INFORMATION SUPPLIED =
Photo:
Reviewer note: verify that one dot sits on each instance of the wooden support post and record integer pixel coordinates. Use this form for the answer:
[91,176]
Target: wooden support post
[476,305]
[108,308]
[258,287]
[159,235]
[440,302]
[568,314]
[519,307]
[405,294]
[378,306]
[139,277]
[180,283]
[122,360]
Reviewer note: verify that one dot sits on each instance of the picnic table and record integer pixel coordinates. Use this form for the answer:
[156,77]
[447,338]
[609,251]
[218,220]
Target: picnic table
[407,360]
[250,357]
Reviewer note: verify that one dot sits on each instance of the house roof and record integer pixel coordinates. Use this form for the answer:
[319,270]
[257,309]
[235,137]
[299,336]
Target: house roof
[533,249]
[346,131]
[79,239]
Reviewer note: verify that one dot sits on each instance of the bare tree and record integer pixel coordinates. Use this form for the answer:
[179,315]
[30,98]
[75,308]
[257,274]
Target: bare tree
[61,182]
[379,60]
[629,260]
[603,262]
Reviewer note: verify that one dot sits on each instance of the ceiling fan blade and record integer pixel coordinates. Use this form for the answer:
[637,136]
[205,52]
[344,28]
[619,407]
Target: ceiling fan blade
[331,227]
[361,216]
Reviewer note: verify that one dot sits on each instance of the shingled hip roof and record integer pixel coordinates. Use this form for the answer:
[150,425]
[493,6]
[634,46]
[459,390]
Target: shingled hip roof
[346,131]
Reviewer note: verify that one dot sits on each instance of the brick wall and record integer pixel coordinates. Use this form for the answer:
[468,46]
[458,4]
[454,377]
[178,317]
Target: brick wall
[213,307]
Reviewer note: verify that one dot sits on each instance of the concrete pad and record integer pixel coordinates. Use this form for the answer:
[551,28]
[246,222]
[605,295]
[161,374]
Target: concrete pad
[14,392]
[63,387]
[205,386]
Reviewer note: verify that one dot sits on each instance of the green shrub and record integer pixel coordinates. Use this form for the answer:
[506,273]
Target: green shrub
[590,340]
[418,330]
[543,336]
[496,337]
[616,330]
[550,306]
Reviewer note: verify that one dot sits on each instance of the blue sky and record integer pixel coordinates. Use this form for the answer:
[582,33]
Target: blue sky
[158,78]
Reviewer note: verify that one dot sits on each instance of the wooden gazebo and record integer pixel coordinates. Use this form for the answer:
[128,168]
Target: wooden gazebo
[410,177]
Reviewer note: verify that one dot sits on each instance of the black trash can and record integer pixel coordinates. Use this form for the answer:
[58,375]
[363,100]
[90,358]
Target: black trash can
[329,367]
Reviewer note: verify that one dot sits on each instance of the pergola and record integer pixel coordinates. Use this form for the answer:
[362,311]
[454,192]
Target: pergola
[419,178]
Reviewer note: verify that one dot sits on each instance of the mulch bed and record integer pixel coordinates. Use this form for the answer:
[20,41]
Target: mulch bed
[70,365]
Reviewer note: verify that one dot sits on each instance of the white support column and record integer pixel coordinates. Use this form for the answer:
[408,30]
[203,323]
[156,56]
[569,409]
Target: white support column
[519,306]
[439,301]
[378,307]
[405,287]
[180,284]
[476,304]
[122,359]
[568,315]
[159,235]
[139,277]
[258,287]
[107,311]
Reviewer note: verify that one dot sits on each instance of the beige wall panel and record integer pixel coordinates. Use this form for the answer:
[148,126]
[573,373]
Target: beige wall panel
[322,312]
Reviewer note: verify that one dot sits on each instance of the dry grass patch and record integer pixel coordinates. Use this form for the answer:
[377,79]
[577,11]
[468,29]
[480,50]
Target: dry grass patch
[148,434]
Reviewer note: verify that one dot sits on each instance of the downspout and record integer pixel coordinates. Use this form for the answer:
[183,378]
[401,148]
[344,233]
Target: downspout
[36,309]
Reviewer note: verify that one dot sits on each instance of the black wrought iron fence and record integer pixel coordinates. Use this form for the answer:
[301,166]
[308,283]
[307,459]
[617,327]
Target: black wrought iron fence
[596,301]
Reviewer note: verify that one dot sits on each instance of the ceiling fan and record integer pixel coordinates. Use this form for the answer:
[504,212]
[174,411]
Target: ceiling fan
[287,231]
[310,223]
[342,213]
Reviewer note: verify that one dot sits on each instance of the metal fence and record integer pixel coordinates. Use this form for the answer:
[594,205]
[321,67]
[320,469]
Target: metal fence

WHAT IS REQUIRED = Reproduce all of the data above verbatim, changing nothing and leaving nothing out.

RESULT OF THIS EXERCISE =
Photo:
Reviewer note: verify that one dot sits on each instance of the wooden support post and record integer pixel coordinates. Use this form for the answer:
[91,176]
Target: wooden support post
[476,305]
[108,308]
[258,287]
[159,235]
[440,302]
[568,314]
[519,307]
[405,294]
[378,306]
[139,277]
[180,283]
[122,360]
Reviewer note: verify that one dot sits on each instance of the picnic table and record integer pixel coordinates. Use this form for the answer:
[156,77]
[447,338]
[609,251]
[218,220]
Target: picnic table
[407,360]
[250,357]
Reviewer note: verify that one dot sits on each instance of the house roof and record integer pixel coordinates. Use this form for the answer:
[319,270]
[257,309]
[235,137]
[299,336]
Target: house roof
[533,249]
[346,131]
[79,239]
Reviewer note: verify that one dot sits on each instance of the bare tree and record integer pixel coordinates. Use this form for the answer:
[179,315]
[30,98]
[75,308]
[257,274]
Target: bare tree
[61,182]
[379,60]
[629,260]
[603,262]
Reviewer note: verify that one dot sits on each instance of the ceiling fan blade and record integer pixel coordinates. Use this form for the answer:
[637,136]
[205,52]
[344,28]
[619,407]
Target: ceiling fan blade
[331,227]
[361,216]
Reviewer note: verify that one dot sits on each instance of the shingled hip roof and record integer pixel coordinates. Use this form for the answer:
[150,425]
[493,6]
[634,46]
[459,390]
Target: shingled hip roof
[346,131]
Reviewer note: verify that one dot sits on each instance of the brick wall and record integer pixel coordinates. Use this form for the answer:
[468,46]
[458,4]
[454,377]
[178,317]
Target: brick wall
[213,307]
Reviewer note: verify that one dot sits on each instance of the concrete pad and record integer pixel coordinates. Use this form for the answer:
[551,28]
[246,222]
[605,295]
[161,374]
Target: concrete pad
[14,392]
[63,387]
[205,386]
Reviewer note: verify that one dot sits on each instance of the green shrub and record integer pixel coordinates. Use this form for the answer:
[506,273]
Target: green shrub
[590,340]
[418,330]
[543,336]
[496,337]
[616,330]
[550,306]
Reviewer note: verify that one dot sits on each instance of the blue sky and record integer pixel coordinates. Use this form for the answer:
[582,33]
Target: blue sky
[158,78]
Reviewer note: verify that one dot sits on each instance of the wooden gazebo and record integer pixel coordinates. Use this form for the answer:
[128,168]
Target: wooden gazebo
[410,177]
Reviewer note: verify that one dot sits on each instance of the black trash can and record integer pixel coordinates. Use this form for the answer:
[58,375]
[363,100]
[90,358]
Target: black trash can
[329,367]
Reviewer note: verify that one dot sits on each instance of the pergola and record integer pixel coordinates. Use this form for the answer:
[362,311]
[454,192]
Target: pergola
[419,178]
Reviewer note: verify that one dot sits on each instance of the mulch bed and record integer pixel coordinates. Use this form for the answer:
[20,41]
Target: mulch bed
[70,365]
Reviewer note: verify that one dot sits on each instance of the white support column and record integer pixel coordinates. Use this form for the answer:
[408,30]
[203,323]
[156,56]
[569,409]
Target: white support column
[519,306]
[439,301]
[378,307]
[405,287]
[180,284]
[476,304]
[122,359]
[568,315]
[159,235]
[139,277]
[258,287]
[107,311]
Reviewer note: verify that one dot sits on each instance of the beige wall panel and record integer pixel coordinates. Use this form for the answer:
[148,126]
[573,373]
Target: beige wall panel
[322,312]
Reviewer note: verify that one dot sits on each instance of the dry grass patch and record integer pixel coordinates. Use this form for the answer:
[377,79]
[577,11]
[468,29]
[480,50]
Target: dry grass patch
[148,434]
Reviewer note: verify that one dot sits on each instance of the downspout and record integer pixel coordinates. Use this form for the answer:
[183,378]
[401,148]
[344,233]
Target: downspout
[36,309]
Reviewer note: verify that one dot sits on each instance of the black wrought iron fence and record integer pixel coordinates. Use this form for the answer:
[301,166]
[308,283]
[307,459]
[617,327]
Target: black wrought iron fence
[596,301]
Reviewer note: verify that one dot sits on each instance of the ceiling fan and record integer pixel coordinates. Use this form for the answer:
[504,212]
[174,411]
Target: ceiling fan
[287,231]
[310,223]
[342,213]
Reviewer note: verify that one dot sits on each instance of the metal fence and record integer pixel coordinates. Use this form for the answer:
[594,205]
[321,67]
[320,469]
Target: metal fence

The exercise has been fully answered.